*Exercises*
1) In the passage on Cerezo Osaka's season, which club had Kim Bo-Hyung been on loan at in 2010?
2) Carry on the passage about Cerezo Osaka from its final sentence.

The pink half of Osaka were arguably the story of the entire J. League last year, overcoming the loss of Shinji Kagawa with a combination of sensible signings and promising young talent to finish an incredible third in their first season back in the top flight. Qualification for the ACL was a real shock, and all the more surprising considering the slimness of a squad in which a core of nine outfielders each racked up over 2,000 league minutes.

 

However, Cerezo are therefore more at risk than most of ‘second season syndrome’. Three of last season’s most consistent performers – Akihiro Ienaga, Amaral, and the aforementioned Adriano – have all caught the eye of other suitors and left for pastures new. Replacements have been drafted in, but whether in terms of quality or quantity, the overall playing resources appear hardly strengthened from last year and one worries what effect continental adventure could have on their fortunes back home. Fans must pray for an immediate impact from young Brazilian forward Rodrigo Pimpão and South Korean international midfielder Kim Bo-Hyung (who spent 2010 on loan at Oita Trinita), and perhaps most crucially, that the Nagai club retains its apparent good fortune with injuries.

*Record excerpts*
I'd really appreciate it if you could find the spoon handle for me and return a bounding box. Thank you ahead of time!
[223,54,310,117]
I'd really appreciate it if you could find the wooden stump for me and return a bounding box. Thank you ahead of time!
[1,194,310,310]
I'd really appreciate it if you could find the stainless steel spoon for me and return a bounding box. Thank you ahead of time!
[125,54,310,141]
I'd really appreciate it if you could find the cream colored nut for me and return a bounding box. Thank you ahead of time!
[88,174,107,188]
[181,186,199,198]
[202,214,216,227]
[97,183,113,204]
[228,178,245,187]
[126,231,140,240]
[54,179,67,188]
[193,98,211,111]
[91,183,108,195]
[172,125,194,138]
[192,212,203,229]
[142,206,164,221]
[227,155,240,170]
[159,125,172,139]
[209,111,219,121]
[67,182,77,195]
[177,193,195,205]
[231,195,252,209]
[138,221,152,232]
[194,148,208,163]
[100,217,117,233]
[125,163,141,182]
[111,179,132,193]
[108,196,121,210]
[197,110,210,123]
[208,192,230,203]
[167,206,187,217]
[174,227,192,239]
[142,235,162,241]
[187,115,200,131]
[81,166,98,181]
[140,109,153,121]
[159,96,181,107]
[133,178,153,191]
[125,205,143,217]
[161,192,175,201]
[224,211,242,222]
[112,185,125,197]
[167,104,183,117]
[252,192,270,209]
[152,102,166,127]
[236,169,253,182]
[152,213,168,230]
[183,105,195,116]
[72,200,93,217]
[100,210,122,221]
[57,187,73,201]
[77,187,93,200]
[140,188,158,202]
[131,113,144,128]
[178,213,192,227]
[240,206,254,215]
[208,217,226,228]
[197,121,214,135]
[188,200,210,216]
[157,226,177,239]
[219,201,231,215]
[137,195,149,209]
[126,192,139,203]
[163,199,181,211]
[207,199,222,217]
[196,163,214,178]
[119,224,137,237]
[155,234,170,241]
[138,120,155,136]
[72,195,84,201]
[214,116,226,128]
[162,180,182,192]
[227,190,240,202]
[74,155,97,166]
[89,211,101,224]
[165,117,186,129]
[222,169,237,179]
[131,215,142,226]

*Exercise responses*
1) Oita Trinita

2)
The dismal draw at lowly Montedio Yamagata on the final day that relegated Kashima Antlers from second to fourth could have been the best thing that happened all year for the outgoing, three-peat champions. Then they had to go and spoil the theory by winning the Emperor’s Cup on New Year’s Day and taking the final ACL spot anyway. 2010 was a tumultuous year in the otherwise gloriously smooth reign of Oswaldo de Oliveira, with the mid-season losses of defenders Atsuto Uchida and Lee Jung-Soo preceding defeat at Shimizu S-Pulse that knocked Kashima off ‘their’ top spot. Eight draws in the second half of the campaign saw them fall twelve points off the Nagoya pace – five more than the combined margin by which the Antlers won their 2007, 2008, and 2009 titles.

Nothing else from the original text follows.